Object point labels
= = = = =

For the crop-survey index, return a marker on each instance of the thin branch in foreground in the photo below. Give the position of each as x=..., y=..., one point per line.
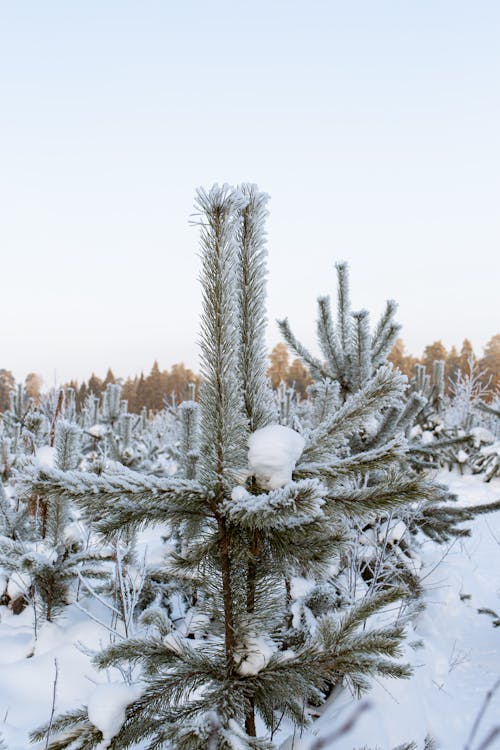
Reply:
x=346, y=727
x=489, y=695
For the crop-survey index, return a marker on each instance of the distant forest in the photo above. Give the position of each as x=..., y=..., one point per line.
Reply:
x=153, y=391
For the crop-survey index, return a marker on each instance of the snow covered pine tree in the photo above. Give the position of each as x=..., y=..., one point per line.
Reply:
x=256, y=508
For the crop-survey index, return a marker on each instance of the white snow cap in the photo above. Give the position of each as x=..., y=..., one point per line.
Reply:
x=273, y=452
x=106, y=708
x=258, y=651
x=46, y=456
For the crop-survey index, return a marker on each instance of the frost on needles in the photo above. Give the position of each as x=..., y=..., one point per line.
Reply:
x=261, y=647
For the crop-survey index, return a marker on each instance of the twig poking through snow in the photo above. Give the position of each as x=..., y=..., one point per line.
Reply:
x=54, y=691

= = = = =

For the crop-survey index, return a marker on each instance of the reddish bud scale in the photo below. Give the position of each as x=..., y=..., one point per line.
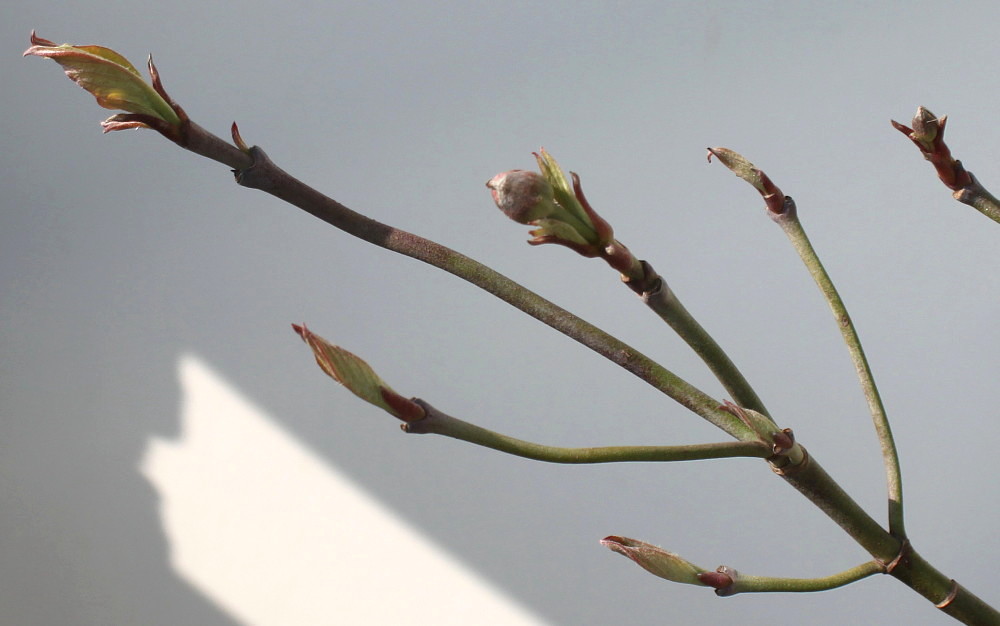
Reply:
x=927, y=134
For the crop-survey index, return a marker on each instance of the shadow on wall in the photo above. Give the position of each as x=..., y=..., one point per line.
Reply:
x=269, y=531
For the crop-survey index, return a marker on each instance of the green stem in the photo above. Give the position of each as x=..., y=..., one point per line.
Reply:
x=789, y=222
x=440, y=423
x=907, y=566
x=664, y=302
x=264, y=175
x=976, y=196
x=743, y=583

= = = = =

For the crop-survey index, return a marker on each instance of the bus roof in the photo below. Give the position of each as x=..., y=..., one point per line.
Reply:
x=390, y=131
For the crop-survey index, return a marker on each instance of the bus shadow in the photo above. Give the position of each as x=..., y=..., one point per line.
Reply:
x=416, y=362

= = = = =

Render the lines above as a JSON list of strings, one string per line with blank lines left out, covering only the lines from the one that has "of the green" through the one that has "x=743, y=583".

◆ The completed task
[
  "For the crop-survey index, return a marker on each instance of the green stem in the photo above. Give the position of each as x=..., y=..., one point per line.",
  "Reply:",
  "x=789, y=222",
  "x=440, y=423",
  "x=907, y=566",
  "x=664, y=302",
  "x=264, y=175",
  "x=976, y=196",
  "x=743, y=583"
]